__Stored data__.
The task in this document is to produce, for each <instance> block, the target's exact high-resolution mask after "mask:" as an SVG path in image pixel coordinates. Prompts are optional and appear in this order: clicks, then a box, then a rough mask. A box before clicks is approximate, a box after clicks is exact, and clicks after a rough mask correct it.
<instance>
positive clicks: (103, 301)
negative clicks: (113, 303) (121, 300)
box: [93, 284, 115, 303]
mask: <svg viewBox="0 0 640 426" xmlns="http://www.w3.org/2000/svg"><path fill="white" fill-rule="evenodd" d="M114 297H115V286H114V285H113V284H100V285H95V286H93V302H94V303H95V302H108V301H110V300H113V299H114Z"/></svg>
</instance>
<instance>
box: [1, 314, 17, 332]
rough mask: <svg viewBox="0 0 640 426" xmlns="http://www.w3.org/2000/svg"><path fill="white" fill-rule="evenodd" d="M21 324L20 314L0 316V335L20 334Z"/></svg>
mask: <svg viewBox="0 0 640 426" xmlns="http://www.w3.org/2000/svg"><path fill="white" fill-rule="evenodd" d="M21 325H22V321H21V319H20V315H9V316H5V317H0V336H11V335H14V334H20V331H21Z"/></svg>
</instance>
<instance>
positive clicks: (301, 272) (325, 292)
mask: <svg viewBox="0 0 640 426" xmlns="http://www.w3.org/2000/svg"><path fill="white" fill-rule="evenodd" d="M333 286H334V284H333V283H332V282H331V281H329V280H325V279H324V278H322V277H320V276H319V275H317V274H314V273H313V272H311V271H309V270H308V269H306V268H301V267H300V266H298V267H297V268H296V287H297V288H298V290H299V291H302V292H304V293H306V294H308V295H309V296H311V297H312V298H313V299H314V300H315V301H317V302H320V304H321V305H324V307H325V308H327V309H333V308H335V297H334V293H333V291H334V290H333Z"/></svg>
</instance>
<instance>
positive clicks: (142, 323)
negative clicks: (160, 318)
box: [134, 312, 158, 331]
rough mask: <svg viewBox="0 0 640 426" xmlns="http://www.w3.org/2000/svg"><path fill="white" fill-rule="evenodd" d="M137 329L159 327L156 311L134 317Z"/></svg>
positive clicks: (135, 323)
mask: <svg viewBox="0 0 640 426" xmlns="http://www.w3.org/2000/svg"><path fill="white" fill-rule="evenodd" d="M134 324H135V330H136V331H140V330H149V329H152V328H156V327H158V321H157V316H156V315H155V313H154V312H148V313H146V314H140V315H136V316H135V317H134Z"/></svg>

__Task item__.
Recast every line of the records above as a numbered list, one entry per line, with blank lines dropped.

__Answer to this task__.
1. The task in this document is to produce, for each <instance> block, the target's exact high-resolution mask after "mask:" as an SVG path in image pixel coordinates. Prompts are optional and appear in this order: clicks, then a box, then a rough mask. A box before clicks is approximate, a box after clicks is exact, and clicks after a rough mask correct it.
2. <instance>
3. positive clicks: (103, 301)
4. negative clicks: (113, 303) (121, 300)
5. box: [93, 284, 115, 303]
6. mask: <svg viewBox="0 0 640 426" xmlns="http://www.w3.org/2000/svg"><path fill="white" fill-rule="evenodd" d="M114 297H115V286H114V285H113V284H100V285H95V286H93V302H94V303H95V302H108V301H110V300H113V299H114Z"/></svg>
7. </instance>
8. <instance>
9. box: [1, 314, 17, 332]
10. rough mask: <svg viewBox="0 0 640 426" xmlns="http://www.w3.org/2000/svg"><path fill="white" fill-rule="evenodd" d="M21 324L20 314L0 316V335L20 334Z"/></svg>
11. mask: <svg viewBox="0 0 640 426" xmlns="http://www.w3.org/2000/svg"><path fill="white" fill-rule="evenodd" d="M21 325H22V321H21V319H20V315H9V316H5V317H0V336H11V335H14V334H20V331H21Z"/></svg>
12. </instance>
13. <instance>
14. positive clicks: (301, 272) (325, 292)
15. mask: <svg viewBox="0 0 640 426" xmlns="http://www.w3.org/2000/svg"><path fill="white" fill-rule="evenodd" d="M333 286H334V284H333V283H332V282H331V281H329V280H325V279H324V278H322V277H320V276H319V275H317V274H314V273H313V272H311V271H309V270H308V269H306V268H301V267H300V266H298V267H297V268H296V287H297V288H298V290H299V291H302V292H304V293H306V294H308V295H309V296H311V297H312V298H313V299H314V300H315V301H317V302H320V304H321V305H324V307H325V308H327V309H333V308H335V297H334V293H333V291H334V290H333Z"/></svg>
16. </instance>
17. <instance>
18. positive clicks: (142, 323)
19. negative clicks: (160, 318)
20. box: [134, 312, 158, 331]
21. rough mask: <svg viewBox="0 0 640 426" xmlns="http://www.w3.org/2000/svg"><path fill="white" fill-rule="evenodd" d="M137 329L159 327L156 311L134 317Z"/></svg>
22. positive clicks: (135, 323)
23. mask: <svg viewBox="0 0 640 426" xmlns="http://www.w3.org/2000/svg"><path fill="white" fill-rule="evenodd" d="M134 324H135V330H136V331H140V330H149V329H152V328H156V327H158V321H157V316H156V315H155V313H154V312H148V313H146V314H140V315H136V316H135V317H134Z"/></svg>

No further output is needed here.